** start Data records **

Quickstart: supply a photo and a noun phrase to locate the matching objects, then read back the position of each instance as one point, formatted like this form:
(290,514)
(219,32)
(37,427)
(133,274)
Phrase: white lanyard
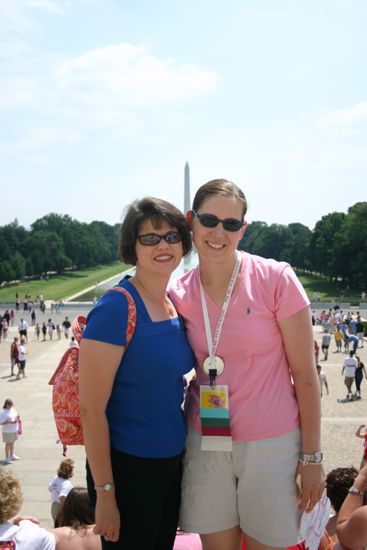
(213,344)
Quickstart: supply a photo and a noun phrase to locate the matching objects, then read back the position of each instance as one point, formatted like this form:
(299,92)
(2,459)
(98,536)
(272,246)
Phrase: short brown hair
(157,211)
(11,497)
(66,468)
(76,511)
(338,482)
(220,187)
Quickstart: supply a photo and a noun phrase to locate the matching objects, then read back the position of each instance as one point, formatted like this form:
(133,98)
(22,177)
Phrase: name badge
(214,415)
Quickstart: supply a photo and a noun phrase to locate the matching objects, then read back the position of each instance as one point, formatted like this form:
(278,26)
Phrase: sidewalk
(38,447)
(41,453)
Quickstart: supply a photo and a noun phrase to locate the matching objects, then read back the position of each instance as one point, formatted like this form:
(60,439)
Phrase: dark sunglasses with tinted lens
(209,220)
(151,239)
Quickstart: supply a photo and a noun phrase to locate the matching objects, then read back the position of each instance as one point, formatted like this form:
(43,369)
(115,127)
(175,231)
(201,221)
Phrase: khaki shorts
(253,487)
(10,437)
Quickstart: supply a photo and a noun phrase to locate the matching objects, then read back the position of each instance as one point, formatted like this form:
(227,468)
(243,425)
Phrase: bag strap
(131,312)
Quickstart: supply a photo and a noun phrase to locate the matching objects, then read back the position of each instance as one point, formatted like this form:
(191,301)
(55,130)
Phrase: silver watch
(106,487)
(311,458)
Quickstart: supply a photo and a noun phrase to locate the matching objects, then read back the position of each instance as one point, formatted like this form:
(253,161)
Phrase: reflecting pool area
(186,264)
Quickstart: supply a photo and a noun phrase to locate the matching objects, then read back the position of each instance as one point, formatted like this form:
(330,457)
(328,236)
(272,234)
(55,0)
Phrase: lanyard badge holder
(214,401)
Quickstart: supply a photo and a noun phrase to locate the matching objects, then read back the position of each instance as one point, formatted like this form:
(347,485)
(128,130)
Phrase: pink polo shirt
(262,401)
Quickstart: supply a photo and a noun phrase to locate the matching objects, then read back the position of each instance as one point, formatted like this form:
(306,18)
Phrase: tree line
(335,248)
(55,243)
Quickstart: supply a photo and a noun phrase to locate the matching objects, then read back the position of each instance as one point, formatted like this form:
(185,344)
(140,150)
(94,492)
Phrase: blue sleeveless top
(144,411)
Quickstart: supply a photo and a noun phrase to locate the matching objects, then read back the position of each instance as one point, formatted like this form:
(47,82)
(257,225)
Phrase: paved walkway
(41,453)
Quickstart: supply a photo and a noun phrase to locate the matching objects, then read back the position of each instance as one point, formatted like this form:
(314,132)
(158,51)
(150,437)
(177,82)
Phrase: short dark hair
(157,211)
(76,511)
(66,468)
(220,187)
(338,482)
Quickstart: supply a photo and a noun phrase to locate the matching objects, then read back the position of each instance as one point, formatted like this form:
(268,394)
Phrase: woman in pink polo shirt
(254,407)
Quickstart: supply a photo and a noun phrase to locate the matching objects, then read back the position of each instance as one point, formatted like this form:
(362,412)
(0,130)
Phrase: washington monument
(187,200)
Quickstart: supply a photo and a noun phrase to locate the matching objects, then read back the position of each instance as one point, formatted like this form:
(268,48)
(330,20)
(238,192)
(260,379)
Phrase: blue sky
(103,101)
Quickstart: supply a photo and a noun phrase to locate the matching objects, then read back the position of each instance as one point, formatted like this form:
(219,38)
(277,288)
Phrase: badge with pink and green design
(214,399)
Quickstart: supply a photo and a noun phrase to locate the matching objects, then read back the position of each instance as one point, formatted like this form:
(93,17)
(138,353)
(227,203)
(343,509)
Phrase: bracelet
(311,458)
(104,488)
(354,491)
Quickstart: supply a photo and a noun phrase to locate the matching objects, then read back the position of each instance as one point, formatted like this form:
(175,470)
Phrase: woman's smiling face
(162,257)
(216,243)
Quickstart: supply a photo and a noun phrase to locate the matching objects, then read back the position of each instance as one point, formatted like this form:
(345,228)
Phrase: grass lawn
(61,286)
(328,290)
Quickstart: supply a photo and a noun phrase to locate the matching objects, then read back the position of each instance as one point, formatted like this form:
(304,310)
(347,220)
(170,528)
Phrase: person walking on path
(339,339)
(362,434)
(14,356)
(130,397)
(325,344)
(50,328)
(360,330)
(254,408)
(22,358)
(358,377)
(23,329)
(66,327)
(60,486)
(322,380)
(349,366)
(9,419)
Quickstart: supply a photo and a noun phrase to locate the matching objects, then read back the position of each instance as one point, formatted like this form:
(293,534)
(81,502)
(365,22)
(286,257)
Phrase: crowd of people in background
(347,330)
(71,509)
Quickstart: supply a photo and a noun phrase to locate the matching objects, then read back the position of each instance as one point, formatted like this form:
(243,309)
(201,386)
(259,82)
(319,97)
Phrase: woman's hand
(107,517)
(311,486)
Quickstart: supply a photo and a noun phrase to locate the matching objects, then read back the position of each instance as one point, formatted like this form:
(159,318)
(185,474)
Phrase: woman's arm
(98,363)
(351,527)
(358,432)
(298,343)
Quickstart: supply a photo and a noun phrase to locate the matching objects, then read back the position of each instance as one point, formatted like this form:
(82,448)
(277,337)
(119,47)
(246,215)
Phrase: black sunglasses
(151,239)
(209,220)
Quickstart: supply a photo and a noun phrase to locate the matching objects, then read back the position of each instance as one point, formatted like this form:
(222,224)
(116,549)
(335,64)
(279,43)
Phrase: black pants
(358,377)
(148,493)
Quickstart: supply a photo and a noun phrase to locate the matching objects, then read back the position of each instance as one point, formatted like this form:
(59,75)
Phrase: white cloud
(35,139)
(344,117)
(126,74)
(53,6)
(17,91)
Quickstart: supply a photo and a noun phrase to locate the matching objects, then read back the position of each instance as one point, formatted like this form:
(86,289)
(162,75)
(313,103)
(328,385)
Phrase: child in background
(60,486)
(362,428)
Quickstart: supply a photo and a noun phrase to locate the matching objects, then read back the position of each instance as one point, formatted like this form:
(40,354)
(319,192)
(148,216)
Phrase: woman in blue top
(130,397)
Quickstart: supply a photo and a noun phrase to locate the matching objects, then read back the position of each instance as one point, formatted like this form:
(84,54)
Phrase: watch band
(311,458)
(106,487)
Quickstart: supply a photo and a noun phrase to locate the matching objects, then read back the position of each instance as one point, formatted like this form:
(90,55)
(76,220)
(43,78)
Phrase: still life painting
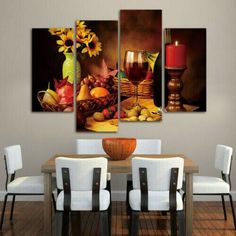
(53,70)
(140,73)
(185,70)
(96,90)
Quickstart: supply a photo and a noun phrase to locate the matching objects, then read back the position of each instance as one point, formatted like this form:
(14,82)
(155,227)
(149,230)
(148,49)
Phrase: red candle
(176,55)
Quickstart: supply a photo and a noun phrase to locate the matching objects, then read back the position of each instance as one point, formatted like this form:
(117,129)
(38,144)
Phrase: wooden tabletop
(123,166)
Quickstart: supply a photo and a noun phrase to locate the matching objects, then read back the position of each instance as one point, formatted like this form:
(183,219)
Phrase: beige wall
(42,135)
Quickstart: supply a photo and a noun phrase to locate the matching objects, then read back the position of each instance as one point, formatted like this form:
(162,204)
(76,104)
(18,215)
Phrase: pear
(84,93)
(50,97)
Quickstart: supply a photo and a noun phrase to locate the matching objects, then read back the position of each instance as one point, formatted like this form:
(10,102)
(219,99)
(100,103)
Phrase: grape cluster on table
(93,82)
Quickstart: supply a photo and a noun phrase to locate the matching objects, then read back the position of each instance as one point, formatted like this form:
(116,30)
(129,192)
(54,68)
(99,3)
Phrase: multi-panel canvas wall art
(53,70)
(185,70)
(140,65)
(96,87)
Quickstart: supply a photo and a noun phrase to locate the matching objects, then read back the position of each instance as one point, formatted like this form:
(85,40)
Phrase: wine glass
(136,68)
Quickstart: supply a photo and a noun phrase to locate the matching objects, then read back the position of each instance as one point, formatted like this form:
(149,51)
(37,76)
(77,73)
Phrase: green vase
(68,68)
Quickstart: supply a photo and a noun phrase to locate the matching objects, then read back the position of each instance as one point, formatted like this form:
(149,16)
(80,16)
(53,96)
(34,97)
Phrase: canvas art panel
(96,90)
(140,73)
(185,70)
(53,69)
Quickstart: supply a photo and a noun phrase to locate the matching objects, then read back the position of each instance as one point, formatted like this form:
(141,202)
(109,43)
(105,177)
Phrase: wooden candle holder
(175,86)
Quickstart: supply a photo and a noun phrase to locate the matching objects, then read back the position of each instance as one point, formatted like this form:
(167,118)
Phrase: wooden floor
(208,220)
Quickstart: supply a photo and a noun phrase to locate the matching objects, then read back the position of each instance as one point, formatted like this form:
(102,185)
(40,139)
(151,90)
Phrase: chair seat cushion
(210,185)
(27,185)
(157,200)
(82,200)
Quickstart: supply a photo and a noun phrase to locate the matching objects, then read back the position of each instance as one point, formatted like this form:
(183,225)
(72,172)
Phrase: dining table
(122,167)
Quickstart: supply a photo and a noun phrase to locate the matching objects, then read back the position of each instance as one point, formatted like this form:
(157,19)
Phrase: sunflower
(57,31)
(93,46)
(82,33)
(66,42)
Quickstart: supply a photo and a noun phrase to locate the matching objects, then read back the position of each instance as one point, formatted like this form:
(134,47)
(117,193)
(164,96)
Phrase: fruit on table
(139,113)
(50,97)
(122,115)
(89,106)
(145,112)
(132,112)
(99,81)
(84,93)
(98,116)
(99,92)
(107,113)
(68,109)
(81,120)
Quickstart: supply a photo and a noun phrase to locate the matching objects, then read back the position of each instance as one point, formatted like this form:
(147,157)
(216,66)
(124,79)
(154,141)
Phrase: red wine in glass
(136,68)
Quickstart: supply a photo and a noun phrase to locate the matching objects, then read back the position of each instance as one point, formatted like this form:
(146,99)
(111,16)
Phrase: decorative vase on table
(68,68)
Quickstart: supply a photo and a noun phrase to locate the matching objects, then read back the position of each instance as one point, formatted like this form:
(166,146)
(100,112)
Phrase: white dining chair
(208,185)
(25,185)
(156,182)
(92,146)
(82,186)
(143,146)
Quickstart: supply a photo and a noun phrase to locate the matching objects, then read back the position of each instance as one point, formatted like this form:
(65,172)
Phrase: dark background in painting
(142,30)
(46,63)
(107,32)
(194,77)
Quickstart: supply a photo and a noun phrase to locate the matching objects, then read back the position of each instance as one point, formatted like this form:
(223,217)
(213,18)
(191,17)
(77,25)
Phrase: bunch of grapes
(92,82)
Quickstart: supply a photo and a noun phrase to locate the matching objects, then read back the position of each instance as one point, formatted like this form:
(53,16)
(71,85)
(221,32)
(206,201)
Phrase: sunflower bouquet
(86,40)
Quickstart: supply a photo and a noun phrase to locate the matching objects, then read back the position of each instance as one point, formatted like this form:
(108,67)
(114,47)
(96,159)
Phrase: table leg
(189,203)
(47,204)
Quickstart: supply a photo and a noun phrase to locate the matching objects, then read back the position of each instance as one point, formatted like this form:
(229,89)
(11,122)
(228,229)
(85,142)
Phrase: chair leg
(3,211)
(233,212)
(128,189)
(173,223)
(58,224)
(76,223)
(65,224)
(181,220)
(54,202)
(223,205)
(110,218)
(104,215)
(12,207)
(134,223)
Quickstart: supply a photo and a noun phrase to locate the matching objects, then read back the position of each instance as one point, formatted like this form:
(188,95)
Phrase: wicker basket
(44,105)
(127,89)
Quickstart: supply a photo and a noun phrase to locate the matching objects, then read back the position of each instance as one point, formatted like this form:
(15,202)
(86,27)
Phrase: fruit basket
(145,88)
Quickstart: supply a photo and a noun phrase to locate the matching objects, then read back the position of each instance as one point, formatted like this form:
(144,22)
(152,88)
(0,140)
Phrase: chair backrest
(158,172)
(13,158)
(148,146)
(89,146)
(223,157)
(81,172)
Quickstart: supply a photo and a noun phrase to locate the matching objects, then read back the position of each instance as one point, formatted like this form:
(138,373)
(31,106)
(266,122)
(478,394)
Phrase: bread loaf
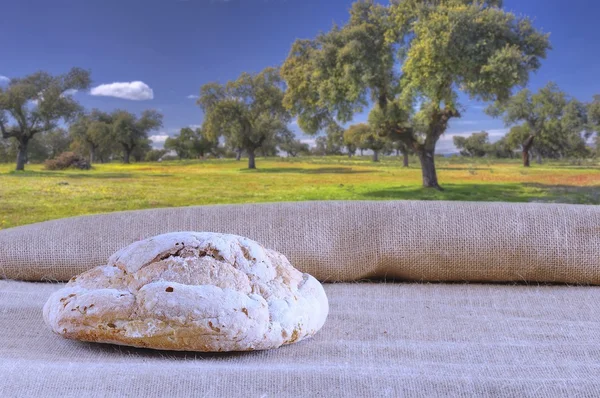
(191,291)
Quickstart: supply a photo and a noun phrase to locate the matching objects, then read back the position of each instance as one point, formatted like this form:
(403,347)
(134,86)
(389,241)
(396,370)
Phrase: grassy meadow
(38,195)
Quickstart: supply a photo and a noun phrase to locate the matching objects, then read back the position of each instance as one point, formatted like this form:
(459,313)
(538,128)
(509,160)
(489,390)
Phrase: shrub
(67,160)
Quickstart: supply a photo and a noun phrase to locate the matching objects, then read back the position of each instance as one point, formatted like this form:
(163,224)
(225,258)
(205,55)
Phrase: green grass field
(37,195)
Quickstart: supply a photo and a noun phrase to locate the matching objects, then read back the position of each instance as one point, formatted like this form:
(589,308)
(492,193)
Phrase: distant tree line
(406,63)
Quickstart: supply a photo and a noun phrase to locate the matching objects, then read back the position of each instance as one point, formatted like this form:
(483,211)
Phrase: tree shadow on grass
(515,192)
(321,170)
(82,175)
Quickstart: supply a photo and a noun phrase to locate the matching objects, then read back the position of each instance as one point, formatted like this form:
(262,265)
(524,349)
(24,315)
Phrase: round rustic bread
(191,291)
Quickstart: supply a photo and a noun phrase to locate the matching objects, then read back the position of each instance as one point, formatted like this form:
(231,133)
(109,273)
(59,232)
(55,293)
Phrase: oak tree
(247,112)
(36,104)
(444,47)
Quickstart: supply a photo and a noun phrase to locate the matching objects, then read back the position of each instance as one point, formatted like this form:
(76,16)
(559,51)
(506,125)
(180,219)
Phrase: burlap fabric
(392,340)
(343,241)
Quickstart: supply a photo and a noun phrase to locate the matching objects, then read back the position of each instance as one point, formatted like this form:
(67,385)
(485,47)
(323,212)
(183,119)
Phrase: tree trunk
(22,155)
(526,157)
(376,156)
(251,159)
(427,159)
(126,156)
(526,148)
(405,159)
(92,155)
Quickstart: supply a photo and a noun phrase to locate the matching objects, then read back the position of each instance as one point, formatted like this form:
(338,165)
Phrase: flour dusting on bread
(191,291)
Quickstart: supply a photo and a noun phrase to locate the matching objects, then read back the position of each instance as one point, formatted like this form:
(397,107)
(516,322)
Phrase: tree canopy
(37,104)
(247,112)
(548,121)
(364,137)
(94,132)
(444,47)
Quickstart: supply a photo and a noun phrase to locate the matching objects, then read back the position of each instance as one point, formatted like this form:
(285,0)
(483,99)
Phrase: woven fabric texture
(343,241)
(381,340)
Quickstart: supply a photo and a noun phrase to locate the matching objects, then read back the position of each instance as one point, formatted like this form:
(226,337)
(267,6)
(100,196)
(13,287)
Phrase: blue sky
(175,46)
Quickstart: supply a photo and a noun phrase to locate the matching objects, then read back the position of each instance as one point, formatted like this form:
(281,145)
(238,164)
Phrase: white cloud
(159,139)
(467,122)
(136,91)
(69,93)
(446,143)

** end Data records **

* _Problem details_: Keep only the lines in the rows above that contain the string "woman", and copy each one out.

* _Result for this exercise_:
Phrase: woman in pink polo shirt
Phrase: woman's smiling face
Phrase: woman's hand
Phrase: woman's arm
Phrase: woman in blue top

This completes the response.